>> Start Supplied material
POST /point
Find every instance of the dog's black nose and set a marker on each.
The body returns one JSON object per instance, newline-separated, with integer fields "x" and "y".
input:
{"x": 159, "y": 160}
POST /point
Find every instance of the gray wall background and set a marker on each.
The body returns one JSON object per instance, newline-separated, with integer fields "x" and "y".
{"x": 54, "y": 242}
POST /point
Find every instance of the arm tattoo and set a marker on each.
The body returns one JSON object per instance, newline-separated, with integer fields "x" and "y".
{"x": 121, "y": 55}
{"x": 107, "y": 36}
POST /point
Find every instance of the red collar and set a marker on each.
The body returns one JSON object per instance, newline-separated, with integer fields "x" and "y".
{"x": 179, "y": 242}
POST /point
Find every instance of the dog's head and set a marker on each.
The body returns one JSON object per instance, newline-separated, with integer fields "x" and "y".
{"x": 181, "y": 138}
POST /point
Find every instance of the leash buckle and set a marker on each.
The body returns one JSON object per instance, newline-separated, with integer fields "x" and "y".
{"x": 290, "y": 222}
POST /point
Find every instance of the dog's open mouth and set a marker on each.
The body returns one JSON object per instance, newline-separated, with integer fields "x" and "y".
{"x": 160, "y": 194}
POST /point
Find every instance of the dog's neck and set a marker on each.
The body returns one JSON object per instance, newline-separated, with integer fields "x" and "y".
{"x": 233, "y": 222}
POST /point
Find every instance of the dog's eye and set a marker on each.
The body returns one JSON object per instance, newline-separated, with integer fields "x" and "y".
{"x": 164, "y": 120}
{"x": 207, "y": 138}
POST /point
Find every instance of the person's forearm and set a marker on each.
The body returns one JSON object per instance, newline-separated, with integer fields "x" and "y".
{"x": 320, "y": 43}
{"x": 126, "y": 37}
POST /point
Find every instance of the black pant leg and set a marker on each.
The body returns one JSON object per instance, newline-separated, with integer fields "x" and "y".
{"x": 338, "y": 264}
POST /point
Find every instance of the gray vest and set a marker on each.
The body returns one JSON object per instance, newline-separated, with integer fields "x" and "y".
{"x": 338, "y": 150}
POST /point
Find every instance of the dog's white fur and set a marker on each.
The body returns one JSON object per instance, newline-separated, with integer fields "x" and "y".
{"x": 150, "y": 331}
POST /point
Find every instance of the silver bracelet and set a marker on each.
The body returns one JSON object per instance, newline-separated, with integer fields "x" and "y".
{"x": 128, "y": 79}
>> End Supplied material
Give back each line above precisely as it stands.

POST /point
Find every instance of the dog's black nose and set a marker on each.
The body returns one JSON object per instance, newline-separated, with integer fields "x" and "y".
input:
{"x": 159, "y": 160}
POST /point
Find every instance of the gray wall background and set a marker on each.
The body returns one JSON object per instance, newline-separated, with integer fields "x" and "y".
{"x": 54, "y": 242}
POST /point
Find every instance of the arm tattoo and set a marker on each.
The body returns one JSON object per instance, newline-separated, with integer fields "x" and "y".
{"x": 121, "y": 55}
{"x": 107, "y": 36}
POST /point
Find every instance of the red collar and set a marker on each.
The body returns one JSON object per instance, newline-separated, with integer fields "x" and "y".
{"x": 179, "y": 242}
POST /point
Find every instance of the dog's head and set a marker on each.
The body returns one JSON object per instance, newline-separated, with integer fields "x" and "y".
{"x": 181, "y": 138}
POST /point
Find every instance of the leash buckle and set a marker on each.
The body returns one JSON object per instance, newline-separated, with integer fields "x" and "y".
{"x": 290, "y": 222}
POST /point
Find every instance of the dog's open mouth and set a marker on each.
The body returns one JSON object per instance, newline-separated, with integer fields "x" and "y".
{"x": 160, "y": 194}
POST /point
Find every instance of the dog's neck and set a marker on each.
The body returns one JSON object per instance, newline-separated, with integer fields "x" and "y".
{"x": 233, "y": 222}
POST /point
Find every instance of the dog's eye and set a marker on each.
The body returns one JSON object per instance, newline-separated, with integer fields "x" and "y".
{"x": 164, "y": 120}
{"x": 207, "y": 138}
POST /point
Find every instance of the person's forearm and set a marker on each.
The body returns one JSON object per instance, newline-separated, with integer fields "x" and "y".
{"x": 320, "y": 43}
{"x": 126, "y": 37}
POST /point
Find every instance of the black pant leg and set a marker on each.
The body returns one JSON object per instance, newline-separated, with integer fields "x" and "y".
{"x": 338, "y": 264}
POST /point
Find every instance of the gray vest and set a marker on each.
The body returns one JSON object per instance, newline-separated, with integer fields "x" and "y".
{"x": 338, "y": 150}
POST /point
Find every instance of the dog's white fur and set a marker on each.
The body returns one JSON object per instance, newline-separated, with integer fields "x" and "y".
{"x": 150, "y": 331}
POST /point
Find every instance of the silver bracelet and set a marker on each.
The body returns one JSON object per instance, newline-separated, with integer fields "x" and "y".
{"x": 128, "y": 79}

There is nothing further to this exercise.